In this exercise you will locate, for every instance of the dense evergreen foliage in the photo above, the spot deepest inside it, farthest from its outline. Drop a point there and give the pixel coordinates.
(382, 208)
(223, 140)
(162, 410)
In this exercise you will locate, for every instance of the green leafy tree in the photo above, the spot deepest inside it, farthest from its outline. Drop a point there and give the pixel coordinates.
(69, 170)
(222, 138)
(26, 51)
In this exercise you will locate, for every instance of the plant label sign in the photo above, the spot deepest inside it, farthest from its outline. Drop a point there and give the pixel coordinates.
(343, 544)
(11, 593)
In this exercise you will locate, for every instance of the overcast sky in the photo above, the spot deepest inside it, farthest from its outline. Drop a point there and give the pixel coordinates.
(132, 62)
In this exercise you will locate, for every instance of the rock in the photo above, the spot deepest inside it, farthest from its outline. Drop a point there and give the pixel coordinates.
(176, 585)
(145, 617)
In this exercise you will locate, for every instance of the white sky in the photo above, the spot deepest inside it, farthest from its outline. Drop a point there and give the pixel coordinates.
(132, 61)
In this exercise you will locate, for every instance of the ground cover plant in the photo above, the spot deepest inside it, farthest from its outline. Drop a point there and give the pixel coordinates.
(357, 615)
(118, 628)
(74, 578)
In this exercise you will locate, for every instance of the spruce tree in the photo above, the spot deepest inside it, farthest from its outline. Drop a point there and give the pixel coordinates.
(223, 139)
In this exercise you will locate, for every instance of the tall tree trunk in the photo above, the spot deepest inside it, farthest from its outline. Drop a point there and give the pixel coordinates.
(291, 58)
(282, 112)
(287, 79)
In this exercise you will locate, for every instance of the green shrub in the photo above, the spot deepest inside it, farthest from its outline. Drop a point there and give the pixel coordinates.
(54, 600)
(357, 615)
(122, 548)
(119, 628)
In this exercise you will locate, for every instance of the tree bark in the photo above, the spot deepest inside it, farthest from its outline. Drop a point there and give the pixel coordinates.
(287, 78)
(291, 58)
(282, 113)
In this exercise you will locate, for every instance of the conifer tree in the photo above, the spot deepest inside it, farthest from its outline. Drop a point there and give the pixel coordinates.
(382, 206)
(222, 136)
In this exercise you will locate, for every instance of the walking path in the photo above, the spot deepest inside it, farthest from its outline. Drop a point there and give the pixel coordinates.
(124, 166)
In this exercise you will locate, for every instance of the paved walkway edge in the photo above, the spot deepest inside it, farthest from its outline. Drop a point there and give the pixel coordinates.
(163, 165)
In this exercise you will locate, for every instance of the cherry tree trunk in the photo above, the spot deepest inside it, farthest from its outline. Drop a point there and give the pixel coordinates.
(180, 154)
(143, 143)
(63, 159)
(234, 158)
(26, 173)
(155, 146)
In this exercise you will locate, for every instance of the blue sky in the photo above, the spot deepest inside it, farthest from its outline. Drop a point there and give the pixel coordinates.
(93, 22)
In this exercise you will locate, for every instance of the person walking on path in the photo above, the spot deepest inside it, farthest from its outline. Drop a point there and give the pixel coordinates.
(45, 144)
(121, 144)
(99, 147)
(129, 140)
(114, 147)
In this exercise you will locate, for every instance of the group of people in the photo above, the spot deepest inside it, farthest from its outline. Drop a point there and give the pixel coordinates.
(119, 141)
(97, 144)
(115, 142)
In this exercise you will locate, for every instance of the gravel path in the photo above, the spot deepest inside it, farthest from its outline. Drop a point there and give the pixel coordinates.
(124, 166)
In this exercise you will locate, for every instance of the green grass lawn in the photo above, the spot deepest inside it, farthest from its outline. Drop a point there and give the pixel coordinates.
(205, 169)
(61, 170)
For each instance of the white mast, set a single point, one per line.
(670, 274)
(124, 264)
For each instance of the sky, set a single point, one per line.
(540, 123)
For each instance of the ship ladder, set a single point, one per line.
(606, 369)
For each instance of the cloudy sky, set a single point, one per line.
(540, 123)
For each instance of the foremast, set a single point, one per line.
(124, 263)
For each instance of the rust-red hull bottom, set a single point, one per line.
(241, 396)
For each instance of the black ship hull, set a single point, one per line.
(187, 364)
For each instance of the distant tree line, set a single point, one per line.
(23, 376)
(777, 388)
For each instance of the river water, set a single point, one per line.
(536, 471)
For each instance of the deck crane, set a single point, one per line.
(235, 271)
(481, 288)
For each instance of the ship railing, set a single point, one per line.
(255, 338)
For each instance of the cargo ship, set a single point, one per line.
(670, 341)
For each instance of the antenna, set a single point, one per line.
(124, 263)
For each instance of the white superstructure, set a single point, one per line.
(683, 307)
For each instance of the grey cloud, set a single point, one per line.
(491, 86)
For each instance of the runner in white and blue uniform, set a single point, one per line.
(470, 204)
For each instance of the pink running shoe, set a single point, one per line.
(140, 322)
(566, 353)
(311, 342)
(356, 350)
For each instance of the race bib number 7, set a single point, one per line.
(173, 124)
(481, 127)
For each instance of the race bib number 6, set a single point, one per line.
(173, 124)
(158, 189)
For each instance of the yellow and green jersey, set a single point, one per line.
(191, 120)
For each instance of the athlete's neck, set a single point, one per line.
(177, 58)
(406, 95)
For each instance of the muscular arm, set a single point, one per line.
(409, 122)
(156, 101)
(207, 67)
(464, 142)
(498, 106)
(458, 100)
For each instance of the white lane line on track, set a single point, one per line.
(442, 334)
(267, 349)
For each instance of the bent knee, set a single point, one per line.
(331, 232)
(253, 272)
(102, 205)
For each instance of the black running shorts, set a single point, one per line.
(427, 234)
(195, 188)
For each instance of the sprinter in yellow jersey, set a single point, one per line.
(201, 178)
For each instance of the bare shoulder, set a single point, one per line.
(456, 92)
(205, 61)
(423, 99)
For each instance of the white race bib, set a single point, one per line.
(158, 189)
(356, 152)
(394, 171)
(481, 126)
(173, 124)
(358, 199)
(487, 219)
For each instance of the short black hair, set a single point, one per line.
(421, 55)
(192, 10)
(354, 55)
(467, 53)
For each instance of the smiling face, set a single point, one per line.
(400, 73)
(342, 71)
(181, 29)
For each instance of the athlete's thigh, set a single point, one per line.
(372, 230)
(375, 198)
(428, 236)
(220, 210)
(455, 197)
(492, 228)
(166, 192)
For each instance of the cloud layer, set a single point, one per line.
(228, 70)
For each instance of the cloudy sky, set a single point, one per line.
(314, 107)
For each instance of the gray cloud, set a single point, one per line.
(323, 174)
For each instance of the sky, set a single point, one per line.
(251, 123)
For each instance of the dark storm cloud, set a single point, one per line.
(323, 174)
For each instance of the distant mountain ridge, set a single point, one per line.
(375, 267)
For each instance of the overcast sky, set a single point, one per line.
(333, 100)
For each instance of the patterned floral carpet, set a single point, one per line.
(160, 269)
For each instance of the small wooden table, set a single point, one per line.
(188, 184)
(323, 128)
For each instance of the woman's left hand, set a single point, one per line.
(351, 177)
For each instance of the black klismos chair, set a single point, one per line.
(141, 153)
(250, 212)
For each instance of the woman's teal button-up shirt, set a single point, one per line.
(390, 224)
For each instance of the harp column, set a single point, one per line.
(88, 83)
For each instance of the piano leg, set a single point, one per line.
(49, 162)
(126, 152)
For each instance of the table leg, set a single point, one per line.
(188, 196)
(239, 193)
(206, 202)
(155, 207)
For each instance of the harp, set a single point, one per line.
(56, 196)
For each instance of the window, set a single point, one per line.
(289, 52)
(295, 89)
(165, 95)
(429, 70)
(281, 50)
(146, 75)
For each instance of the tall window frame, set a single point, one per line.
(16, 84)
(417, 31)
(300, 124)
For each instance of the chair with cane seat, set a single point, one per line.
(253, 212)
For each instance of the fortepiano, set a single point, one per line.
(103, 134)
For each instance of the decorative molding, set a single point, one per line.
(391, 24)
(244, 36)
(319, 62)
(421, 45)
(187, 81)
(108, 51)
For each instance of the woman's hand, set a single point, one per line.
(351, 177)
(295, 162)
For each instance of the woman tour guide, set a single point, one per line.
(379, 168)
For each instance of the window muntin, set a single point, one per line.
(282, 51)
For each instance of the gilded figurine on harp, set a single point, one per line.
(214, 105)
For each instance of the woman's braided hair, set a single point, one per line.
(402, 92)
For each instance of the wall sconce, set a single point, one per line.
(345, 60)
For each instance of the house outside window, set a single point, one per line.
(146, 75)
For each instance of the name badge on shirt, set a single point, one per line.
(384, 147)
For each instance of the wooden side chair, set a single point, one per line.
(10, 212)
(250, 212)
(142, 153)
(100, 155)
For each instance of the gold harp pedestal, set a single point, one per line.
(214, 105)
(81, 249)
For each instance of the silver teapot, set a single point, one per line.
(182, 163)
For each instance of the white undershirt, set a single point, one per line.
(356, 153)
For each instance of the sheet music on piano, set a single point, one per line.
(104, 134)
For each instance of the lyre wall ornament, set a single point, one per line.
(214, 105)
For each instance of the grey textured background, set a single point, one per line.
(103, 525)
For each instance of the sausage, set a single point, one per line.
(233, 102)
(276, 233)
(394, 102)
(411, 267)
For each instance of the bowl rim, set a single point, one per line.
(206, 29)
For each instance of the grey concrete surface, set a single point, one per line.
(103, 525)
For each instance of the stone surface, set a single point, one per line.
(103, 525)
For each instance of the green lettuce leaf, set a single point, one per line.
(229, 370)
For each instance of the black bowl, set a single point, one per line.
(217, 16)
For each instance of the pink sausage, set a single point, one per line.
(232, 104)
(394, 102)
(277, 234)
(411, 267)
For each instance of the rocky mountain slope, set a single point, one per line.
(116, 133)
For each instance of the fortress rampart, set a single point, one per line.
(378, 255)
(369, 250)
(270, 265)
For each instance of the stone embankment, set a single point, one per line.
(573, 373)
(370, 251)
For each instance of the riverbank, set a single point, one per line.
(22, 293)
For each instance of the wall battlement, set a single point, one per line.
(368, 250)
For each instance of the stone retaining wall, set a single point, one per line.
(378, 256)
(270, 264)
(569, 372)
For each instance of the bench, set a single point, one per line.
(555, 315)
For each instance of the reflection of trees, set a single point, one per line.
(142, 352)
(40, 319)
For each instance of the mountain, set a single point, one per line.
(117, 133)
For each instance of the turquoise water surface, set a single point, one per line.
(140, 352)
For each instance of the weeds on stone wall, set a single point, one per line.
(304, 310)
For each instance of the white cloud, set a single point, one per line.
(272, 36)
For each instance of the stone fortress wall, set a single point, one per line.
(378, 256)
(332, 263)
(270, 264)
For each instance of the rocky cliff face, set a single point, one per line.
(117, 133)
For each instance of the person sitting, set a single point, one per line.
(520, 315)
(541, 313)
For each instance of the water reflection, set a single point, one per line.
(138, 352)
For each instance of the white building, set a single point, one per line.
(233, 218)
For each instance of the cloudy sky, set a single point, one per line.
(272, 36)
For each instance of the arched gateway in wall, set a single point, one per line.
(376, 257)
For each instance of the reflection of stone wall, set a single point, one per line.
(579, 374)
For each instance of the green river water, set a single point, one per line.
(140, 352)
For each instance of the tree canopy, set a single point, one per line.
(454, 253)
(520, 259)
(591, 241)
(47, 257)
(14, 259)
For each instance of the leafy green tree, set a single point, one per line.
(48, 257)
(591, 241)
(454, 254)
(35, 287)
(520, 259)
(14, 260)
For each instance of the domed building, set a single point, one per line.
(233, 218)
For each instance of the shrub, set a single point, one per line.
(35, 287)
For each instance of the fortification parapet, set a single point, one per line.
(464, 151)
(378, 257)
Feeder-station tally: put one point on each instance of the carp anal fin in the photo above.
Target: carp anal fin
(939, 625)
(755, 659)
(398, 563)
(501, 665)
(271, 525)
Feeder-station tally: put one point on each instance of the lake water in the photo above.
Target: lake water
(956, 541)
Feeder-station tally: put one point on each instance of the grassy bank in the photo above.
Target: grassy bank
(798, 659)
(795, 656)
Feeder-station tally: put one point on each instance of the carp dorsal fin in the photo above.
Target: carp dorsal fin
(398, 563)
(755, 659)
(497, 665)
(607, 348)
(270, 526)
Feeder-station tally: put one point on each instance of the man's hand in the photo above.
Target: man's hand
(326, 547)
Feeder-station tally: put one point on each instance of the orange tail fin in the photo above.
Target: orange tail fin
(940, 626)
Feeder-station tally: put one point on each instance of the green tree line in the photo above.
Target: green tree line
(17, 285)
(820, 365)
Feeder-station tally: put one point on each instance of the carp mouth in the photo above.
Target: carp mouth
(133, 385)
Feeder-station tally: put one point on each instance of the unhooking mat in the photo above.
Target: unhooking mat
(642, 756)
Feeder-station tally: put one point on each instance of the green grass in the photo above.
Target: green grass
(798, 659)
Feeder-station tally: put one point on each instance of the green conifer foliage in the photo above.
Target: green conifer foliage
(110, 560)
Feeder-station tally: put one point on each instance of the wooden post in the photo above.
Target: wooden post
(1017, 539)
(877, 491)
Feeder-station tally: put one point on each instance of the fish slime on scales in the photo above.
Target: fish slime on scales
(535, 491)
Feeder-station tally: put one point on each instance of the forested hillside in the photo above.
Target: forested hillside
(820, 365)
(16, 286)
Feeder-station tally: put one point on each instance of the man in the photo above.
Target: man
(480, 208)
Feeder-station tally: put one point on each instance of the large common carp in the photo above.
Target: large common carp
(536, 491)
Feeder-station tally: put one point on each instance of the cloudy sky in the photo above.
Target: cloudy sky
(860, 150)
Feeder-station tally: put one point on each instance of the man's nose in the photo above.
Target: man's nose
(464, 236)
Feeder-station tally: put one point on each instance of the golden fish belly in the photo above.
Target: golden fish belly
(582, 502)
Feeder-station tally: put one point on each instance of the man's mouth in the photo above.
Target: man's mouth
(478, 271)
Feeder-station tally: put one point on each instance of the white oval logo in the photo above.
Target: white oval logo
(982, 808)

□ □ □ □ □

Please give back, exactly as it stands above, the stretch from the line with "Target: grassy bank" through the line with "hand in the photo above.", and no line outside it.

Exercise output:
Target: grassy bank
(798, 659)
(795, 656)
Feeder-station tally: put one point on each instance of the carp dorsal fin in the photo above.
Target: carp dorsal fin
(398, 563)
(755, 659)
(497, 665)
(607, 348)
(270, 526)
Feeder-station tally: put one point on each instance of the man's hand in the photo above.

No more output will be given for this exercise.